REQUIRED WORK:
Which lines in the material below contain the string "tree"? Report each of them in full; case counts.

-- Begin --

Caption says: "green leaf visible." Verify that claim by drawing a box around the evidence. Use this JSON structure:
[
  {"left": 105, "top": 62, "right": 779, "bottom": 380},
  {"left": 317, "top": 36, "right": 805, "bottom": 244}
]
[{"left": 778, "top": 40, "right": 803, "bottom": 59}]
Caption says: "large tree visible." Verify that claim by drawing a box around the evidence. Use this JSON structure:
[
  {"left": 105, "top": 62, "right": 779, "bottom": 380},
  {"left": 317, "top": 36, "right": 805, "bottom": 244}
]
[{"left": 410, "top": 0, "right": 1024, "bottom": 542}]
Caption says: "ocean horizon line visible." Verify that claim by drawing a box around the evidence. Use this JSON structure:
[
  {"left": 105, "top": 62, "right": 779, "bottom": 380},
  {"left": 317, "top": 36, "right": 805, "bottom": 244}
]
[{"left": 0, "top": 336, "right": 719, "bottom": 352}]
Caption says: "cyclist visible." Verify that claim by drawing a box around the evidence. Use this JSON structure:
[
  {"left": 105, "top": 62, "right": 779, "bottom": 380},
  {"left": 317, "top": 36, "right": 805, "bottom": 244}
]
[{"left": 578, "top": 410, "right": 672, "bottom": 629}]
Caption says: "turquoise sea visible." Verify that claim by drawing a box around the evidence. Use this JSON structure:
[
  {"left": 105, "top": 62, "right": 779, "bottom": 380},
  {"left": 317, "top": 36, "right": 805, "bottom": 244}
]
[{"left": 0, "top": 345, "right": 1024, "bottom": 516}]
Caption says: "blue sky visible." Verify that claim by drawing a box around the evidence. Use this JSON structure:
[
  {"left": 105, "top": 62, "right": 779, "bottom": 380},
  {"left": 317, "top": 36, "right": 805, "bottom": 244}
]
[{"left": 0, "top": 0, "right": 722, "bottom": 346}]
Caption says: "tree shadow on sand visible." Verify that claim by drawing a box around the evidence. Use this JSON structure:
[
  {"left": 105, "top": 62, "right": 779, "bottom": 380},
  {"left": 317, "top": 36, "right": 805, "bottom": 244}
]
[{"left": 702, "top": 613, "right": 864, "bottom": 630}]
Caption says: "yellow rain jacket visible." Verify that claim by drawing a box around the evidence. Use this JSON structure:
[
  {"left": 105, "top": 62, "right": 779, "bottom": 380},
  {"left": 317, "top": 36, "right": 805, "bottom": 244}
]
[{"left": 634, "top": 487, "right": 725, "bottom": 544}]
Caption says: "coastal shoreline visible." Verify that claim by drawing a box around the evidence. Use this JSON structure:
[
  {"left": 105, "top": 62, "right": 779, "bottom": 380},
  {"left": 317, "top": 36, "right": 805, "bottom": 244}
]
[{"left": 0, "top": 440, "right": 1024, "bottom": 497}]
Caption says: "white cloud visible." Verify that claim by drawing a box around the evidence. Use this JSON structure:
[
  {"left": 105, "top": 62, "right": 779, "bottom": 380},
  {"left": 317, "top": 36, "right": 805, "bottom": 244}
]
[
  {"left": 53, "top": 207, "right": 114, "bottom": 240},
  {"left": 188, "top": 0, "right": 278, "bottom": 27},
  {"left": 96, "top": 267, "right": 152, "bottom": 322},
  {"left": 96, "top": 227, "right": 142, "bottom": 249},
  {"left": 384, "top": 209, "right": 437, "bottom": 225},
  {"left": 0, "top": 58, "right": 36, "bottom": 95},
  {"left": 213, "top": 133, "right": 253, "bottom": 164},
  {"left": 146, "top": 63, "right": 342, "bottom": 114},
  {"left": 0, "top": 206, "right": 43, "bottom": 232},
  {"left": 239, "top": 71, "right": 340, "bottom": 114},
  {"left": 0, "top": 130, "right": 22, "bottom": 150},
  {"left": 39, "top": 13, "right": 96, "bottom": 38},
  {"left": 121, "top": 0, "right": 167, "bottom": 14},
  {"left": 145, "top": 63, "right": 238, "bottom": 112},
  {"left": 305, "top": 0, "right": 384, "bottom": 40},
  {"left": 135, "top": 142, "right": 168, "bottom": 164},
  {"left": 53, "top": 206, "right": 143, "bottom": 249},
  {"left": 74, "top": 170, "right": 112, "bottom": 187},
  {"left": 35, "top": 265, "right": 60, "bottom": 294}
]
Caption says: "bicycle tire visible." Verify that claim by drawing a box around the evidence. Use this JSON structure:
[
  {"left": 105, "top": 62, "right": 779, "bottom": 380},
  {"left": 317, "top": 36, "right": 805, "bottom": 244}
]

-- End --

WRITTEN RESPONSE:
Caption says: "large tree visible." Verify that claim by drawing a box around the evidence. Use this JSON structure:
Caption says: "tree shadow on sand visible." Verify that claim by drawing a box around the evidence. Use this JSON structure:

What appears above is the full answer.